Dataset rows:

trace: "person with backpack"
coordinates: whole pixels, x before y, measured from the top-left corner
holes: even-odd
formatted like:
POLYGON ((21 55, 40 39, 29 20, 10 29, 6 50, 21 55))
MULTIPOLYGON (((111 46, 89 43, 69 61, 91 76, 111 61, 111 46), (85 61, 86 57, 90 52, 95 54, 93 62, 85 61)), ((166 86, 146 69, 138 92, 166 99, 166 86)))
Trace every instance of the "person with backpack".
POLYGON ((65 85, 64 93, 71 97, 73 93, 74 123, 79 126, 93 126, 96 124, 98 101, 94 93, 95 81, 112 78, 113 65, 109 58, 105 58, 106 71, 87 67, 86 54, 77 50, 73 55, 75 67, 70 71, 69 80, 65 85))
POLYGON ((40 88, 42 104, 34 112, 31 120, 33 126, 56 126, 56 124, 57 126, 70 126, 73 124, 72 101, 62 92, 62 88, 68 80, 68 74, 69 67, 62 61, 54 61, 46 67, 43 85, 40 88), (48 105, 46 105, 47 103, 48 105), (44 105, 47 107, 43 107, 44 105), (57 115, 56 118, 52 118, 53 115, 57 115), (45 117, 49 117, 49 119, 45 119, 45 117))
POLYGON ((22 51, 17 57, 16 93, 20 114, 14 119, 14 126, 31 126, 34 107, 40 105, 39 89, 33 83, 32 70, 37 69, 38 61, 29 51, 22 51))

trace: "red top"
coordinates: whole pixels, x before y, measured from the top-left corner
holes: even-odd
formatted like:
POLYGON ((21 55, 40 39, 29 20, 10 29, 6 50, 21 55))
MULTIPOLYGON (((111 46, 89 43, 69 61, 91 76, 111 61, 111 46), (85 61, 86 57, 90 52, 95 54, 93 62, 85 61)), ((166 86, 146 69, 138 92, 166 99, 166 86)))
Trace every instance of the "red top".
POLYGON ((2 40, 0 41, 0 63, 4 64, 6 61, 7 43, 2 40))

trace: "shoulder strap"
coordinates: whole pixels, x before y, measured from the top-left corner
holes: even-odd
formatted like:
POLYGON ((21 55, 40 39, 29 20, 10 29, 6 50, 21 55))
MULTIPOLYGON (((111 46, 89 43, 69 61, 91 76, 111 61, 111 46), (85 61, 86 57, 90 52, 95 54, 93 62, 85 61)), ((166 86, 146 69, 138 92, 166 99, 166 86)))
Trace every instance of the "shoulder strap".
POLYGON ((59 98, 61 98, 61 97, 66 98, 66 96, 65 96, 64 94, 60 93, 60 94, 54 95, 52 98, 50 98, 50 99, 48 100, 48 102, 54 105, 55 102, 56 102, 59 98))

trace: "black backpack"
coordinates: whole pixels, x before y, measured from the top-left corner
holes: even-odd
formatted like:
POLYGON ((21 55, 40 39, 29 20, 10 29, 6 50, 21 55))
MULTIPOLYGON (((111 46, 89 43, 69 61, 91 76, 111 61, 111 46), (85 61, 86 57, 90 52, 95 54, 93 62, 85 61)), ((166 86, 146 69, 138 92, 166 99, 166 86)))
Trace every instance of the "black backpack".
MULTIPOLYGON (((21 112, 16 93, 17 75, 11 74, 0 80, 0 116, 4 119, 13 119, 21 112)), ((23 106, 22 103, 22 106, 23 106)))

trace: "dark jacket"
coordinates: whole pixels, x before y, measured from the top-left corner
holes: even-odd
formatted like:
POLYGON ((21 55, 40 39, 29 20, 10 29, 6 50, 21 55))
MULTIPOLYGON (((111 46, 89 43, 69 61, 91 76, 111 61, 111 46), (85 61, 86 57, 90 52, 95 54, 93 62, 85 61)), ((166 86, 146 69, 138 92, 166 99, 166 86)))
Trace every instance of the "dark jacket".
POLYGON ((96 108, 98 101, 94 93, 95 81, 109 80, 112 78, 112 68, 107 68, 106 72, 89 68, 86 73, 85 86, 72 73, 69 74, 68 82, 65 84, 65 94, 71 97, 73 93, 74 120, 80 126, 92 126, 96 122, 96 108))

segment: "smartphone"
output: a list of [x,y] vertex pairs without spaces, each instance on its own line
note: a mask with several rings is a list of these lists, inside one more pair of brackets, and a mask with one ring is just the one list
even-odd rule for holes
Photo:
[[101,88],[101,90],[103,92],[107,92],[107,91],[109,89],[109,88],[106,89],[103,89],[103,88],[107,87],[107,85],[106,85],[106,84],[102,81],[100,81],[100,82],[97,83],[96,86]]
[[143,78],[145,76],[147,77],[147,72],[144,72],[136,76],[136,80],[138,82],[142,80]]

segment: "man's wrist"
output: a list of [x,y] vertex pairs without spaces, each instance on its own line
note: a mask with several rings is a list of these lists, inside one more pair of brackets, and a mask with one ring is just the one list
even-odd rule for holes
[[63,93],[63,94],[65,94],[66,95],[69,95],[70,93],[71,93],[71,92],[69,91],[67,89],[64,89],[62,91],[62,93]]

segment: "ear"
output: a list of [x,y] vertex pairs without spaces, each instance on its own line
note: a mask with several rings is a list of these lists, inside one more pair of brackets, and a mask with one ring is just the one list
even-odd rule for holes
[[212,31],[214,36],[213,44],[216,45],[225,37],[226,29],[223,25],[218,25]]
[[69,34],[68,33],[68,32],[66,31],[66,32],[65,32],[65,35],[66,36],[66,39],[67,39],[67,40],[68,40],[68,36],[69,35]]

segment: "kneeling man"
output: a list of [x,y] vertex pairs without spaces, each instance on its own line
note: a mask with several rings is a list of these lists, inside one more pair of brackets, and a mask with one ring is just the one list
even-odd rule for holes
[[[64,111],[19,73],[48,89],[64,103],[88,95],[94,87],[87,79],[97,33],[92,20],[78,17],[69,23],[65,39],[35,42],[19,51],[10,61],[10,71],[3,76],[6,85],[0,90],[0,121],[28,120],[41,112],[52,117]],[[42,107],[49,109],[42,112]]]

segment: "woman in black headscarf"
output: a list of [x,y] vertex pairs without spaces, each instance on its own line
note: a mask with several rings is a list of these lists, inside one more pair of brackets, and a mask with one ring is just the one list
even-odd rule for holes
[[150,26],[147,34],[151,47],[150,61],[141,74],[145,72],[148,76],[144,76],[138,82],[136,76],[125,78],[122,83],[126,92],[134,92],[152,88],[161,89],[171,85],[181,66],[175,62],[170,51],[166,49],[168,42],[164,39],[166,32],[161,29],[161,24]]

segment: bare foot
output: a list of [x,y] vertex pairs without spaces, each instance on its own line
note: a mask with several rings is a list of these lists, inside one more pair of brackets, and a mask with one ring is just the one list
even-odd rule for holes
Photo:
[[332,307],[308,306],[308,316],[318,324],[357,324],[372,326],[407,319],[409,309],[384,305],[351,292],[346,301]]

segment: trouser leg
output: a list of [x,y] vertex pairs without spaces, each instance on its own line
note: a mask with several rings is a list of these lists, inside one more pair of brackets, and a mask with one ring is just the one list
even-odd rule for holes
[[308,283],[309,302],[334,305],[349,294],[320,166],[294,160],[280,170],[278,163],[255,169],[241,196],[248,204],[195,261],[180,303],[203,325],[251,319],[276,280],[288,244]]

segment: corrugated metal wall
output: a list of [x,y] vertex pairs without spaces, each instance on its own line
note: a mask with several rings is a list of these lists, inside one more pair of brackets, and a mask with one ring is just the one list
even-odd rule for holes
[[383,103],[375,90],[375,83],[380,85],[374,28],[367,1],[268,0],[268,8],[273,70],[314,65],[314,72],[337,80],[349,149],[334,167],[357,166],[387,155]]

WRITTEN REQUEST: Put the lines from the one containing "segment: corrugated metal wall" through the end of the rows into a Markdown table with the columns No. and Line, numbering each line and leaving out any blank ones.

OUTPUT BELOW:
| No. | Line |
|---|---|
| 1 | segment: corrugated metal wall |
| 2 | output: a list of [x,y] vertex pairs without spaces, each instance on its own line |
| 3 | note: a mask with several rings is a list of these lists, inside one more pair of brackets, and a mask with one ring is just the one list |
| 4 | even-odd rule for holes |
| 5 | [[383,103],[375,90],[375,83],[380,85],[374,28],[367,1],[268,0],[268,8],[273,70],[314,65],[314,72],[337,80],[349,149],[334,167],[357,166],[387,155]] |